--- SELECTION ---
---+---
As soon as I heard about the Gobi-Hoko I wanted to see what it looked like and what abilities it had and even before any of that I fell in love with it.  I would really love to adopt Gobi-Hoko


----------



## DeepThought (May 24, 2007)

Go for it, just copy the image address and use it how you want.


----------



## Dark Dragoness (May 25, 2007)

Very good  I'll adopt Gobi thanks!


----------



## KakashiMoonlight (May 28, 2007)

*Adoption*

Can I adopt Shukaku, Hoko and Kyuubi? Please


----------



## KakashiMoonlight (May 28, 2007)

*Adoption*

Can I adopt Shukaku, Hoko and Kyuubi? Please


----------



## Zetutsu (Jun 3, 2007)

Nice Bijuus, can I adopt em all? not to be negative, but i think you made an extra bijuu.


----------



## fang419 (Jun 7, 2007)

must...resist adopteing....too....many


----------



## ShinobiOneKenobi (Jun 25, 2007)

Can i adopt a Shakaku and A Kyubbi Pleease.. I promise to love them .. and treat them like an jir--- big word should


----------



## ♥Body Buddy♥ (Jun 27, 2007)

These are so cute. They are so epic~♥


----------



## DarkDemonNinja (Jul 13, 2007)

Awww! All of them are so cute!
But I'll adopt Gobi-Hoko.


----------



## lollipop (Jul 13, 2007)

Their so kawaii!


----------



## Dormin (Jul 20, 2007)

I'm gonna adopt them all.


----------



## TheOneWhoReallySees (Jul 20, 2007)

I'm gonna adopt one...


----------



## Enzo (Jul 23, 2007)

I want Gobi no Hoko, Rukobi no Raiju and Kyuubi no Youko


----------



## ShadowAkatsuki (Aug 5, 2007)

Wow. You really did a great job with these. I just had to take a few. But please, please, please, please, please update the nibi. That was one of the most interesting character designs Kishimoto has done so far. I would love to have an adopted version that looks like the one in the manga.

Once again, these biijus are *awesome*!


----------



## ~Saruwatari~ (Aug 11, 2007)

aaw they are so kawaii >w< i'm gonna adopt 3 of them >w<


----------



## FoxSpirit (Aug 11, 2007)

I love them! They are all like little plushie dolls!


----------



## Enzo (Aug 12, 2007)

I really like these bijuu pics!


----------



## CrimsonWolf (Aug 20, 2007)

you dont mind if i take the sanbi? it looks awsome


----------



## DeepThought (Aug 20, 2007)

Thanks guys!


----------



## Inarigo (Aug 20, 2007)

i'll help you bump it?


----------



## CrimsonWolf (Aug 20, 2007)

thanks they all look cool


----------



## Inarigo (Aug 20, 2007)

yeah........
---+---
--- INFORMATION SHOWN ---
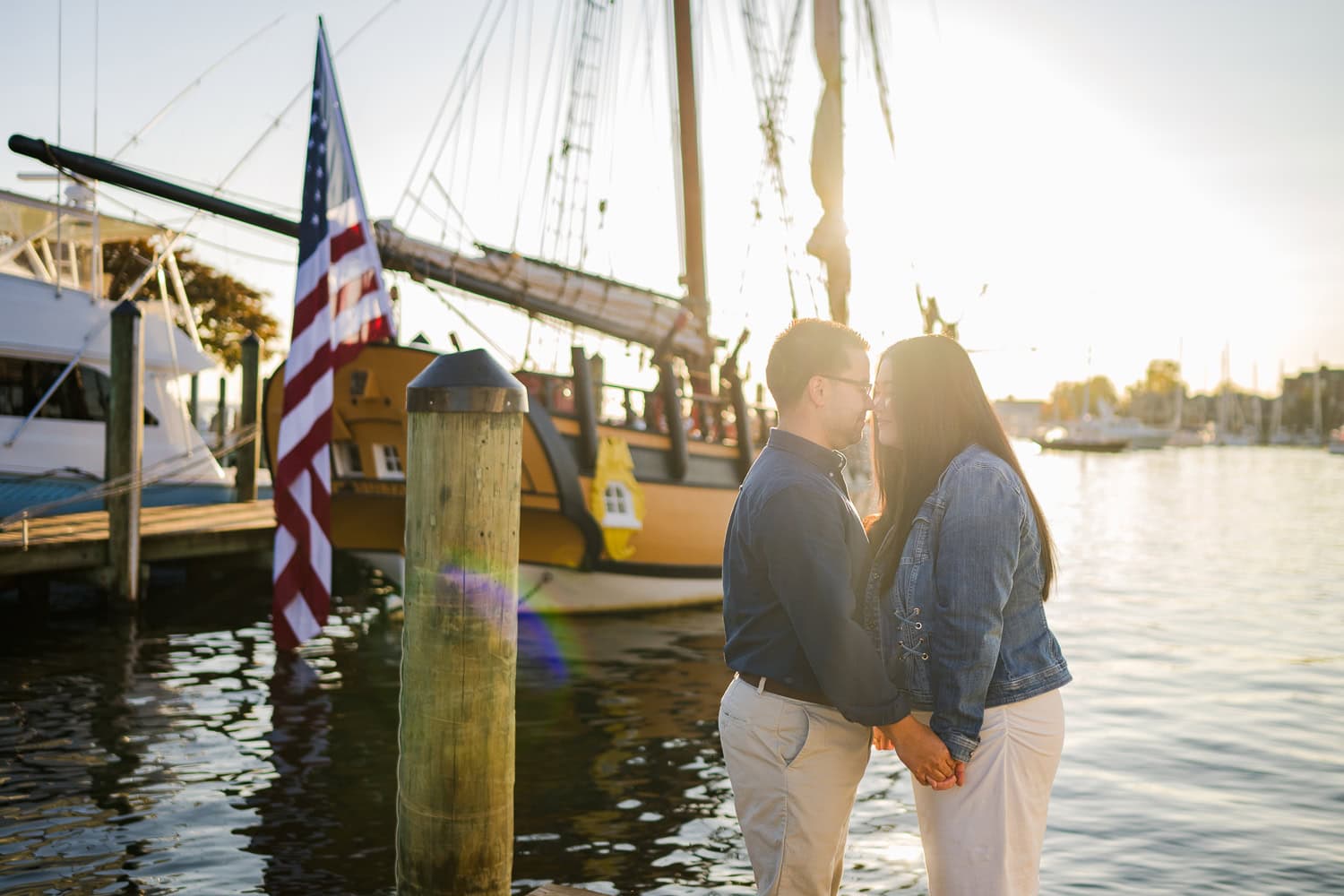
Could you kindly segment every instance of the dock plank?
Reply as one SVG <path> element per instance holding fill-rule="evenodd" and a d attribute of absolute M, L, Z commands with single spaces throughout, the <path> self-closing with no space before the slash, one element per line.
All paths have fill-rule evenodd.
---+---
--- STATED PROBLEM A ---
In the forum thread, why does ShadowAkatsuki want the nibi updated? Answer in one to three sentences.
--- STATED PROBLEM B ---
In the forum thread, what does DeepThought tell people to do to take an image?
The listing has no connection to the forum thread.

--- EXERCISE SOLUTION A ---
ShadowAkatsuki considers the nibi one of the most interesting character designs Kishimoto has done so far. ShadowAkatsuki would love an adopted version that looks like the one in the manga.

--- EXERCISE SOLUTION B ---
DeepThought tells them to copy the image address and use it how they want.